# Passage fourni

---*---

En fait, ce prestige est parfois obscurci par la notoriété d’autres artistes, eux-mêmes non négligeables, mais qui sont plus coutumiers de la copie : certains éclipsent Salomon alors même qu’ils ont copié ses œuvres. Or, en ce qui concerne l’illustration d’Ovide, le « petit Bernard » comme on l’appelle parfois, a eu un rôle fondateur en fournissant, dès 1549, une série de 22 gravures sur bois pour orner les traductions des deux premiers livres des Métamorphoses par Clément Marot.

Dans la Metamorphose d’Ovide figuree, les scènes gravées n’ornent pas : elles composent une version illustrée du poème latin. Les scènes se succèdent de sorte que l’enchâssement des récits, typique de la structure de l’œuvre originale, est abandonné ; les choix faits par l’artiste produisent des « accents » nouveaux, en vertu desquels des épisodes brefs ou mineurs au sein de cette même œuvre se retrouvent ici au premier plan. Pour couvrir l’étendue des histoires, l’illustrateur, soit les décompose en plusieurs scènes, soit adopte la technique multi-narrative qui fait réunir plusieurs moments d’une histoire dans la même image.

---*---

# Liste des tâches
a: Recopiez le passage sur l’illustration d’Ovide, en commençant par « Dans la Metamorphose » et en terminant par « la même image. ».
b: Traduisez en anglais la phrase suivante du passage sur l’illustration d’Ovide : « Dans la Metamorphose d’Ovide figuree, les scènes gravées n’ornent pas : elles composent une version illustrée du poème latin. »
c: D’après le passage fourni, en quelle année le « petit Bernard » a-t-il fourni sa série de gravures sur bois ?

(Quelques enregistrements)
---*---

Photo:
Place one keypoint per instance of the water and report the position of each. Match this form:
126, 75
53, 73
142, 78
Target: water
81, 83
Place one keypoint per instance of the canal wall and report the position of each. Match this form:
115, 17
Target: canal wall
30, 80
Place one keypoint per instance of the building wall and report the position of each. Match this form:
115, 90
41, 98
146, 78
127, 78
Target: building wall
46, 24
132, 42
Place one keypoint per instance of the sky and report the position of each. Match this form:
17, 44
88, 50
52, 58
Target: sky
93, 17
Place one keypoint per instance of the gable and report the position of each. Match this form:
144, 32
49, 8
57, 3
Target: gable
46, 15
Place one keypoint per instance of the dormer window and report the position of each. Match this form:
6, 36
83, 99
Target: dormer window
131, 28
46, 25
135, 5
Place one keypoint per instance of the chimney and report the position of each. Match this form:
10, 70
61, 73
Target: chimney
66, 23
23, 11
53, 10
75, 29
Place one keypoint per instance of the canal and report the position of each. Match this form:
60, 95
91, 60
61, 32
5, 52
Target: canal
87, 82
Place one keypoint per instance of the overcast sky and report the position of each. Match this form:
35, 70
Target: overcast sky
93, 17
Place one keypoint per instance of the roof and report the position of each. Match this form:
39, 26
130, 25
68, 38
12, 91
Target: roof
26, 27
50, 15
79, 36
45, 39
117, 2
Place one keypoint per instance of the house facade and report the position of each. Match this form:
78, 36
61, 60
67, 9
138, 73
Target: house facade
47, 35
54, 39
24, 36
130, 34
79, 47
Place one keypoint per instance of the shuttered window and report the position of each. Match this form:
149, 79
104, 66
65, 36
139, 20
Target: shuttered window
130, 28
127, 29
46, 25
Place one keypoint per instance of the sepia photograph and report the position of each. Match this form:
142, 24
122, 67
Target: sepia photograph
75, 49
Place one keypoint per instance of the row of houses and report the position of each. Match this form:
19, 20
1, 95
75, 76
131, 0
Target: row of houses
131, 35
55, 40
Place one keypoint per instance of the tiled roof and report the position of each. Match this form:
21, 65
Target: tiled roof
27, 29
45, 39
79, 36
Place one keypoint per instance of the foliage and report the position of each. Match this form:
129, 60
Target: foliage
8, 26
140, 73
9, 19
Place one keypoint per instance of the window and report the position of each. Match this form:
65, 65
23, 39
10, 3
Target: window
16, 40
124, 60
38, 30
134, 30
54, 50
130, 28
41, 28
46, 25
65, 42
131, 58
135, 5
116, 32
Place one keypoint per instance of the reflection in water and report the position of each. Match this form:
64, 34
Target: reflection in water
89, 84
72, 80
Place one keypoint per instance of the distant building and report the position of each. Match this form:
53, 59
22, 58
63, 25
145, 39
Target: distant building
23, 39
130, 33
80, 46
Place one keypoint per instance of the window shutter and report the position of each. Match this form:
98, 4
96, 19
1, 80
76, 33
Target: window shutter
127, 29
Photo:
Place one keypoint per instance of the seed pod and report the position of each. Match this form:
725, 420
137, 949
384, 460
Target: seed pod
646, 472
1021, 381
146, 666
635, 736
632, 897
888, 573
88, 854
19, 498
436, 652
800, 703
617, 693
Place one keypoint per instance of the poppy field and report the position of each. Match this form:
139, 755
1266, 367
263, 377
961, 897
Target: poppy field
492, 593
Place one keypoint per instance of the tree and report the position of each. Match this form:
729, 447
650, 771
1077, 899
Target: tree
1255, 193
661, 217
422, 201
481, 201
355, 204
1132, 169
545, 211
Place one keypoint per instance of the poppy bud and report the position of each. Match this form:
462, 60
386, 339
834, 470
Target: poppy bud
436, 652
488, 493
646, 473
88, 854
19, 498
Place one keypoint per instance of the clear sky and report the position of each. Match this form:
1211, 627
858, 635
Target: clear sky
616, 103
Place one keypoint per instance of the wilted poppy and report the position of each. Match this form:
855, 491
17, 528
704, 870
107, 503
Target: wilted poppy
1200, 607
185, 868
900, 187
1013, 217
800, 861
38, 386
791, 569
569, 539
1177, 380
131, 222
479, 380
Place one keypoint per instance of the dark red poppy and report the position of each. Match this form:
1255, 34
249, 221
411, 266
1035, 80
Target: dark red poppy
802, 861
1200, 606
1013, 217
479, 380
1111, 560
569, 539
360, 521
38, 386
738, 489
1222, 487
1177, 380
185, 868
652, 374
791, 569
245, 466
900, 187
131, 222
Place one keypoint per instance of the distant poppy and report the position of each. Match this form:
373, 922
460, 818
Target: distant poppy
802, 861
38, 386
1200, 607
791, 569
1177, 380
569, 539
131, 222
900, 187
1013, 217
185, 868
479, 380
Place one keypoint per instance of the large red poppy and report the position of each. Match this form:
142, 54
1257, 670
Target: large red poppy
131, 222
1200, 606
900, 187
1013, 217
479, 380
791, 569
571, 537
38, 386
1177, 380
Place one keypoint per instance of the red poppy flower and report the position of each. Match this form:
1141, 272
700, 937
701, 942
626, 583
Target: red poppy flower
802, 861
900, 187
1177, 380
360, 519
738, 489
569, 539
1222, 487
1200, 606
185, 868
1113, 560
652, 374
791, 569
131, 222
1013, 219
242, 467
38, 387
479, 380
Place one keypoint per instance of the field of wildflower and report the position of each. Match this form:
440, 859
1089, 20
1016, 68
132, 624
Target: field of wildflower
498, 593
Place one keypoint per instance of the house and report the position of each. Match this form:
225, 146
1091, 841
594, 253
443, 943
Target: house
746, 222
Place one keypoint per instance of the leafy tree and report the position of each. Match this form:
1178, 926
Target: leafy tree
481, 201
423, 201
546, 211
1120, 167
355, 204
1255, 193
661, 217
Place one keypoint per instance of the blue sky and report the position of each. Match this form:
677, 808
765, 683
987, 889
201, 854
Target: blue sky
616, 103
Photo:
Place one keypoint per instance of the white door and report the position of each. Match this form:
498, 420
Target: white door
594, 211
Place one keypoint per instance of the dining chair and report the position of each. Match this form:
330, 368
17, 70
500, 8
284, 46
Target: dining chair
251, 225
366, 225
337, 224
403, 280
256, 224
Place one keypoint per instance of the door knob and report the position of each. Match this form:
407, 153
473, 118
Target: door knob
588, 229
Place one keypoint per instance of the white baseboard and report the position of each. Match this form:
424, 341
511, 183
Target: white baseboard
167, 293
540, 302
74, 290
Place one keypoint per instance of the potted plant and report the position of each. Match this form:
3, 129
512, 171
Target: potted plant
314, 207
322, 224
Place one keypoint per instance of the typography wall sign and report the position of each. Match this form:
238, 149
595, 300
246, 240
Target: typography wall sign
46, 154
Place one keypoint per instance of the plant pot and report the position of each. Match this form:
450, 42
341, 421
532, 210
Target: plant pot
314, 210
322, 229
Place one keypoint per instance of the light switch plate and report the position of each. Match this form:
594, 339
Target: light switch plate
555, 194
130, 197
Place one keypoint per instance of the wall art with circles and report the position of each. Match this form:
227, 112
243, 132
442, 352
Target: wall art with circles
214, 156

---*---

# Résultats obtenus
a:
Dans la Metamorphose d’Ovide figuree, les scènes gravées n’ornent pas : elles composent une version illustrée du poème latin. Les scènes se succèdent de sorte que l’enchâssement des récits, typique de la structure de l’œuvre originale, est abandonné ; les choix faits par l’artiste produisent des « accents » nouveaux, en vertu desquels des épisodes brefs ou mineurs au sein de cette même œuvre se retrouvent ici au premier plan. Pour couvrir l’étendue des histoires, l’illustrateur, soit les décompose en plusieurs scènes, soit adopte la technique multi-narrative qui fait réunir plusieurs moments d’une histoire dans la même image.

b: In the Metamorphose d’Ovide figuree, the engraved scenes do not decorate: they compose an illustrated version of the Latin poem.

c: En 1549.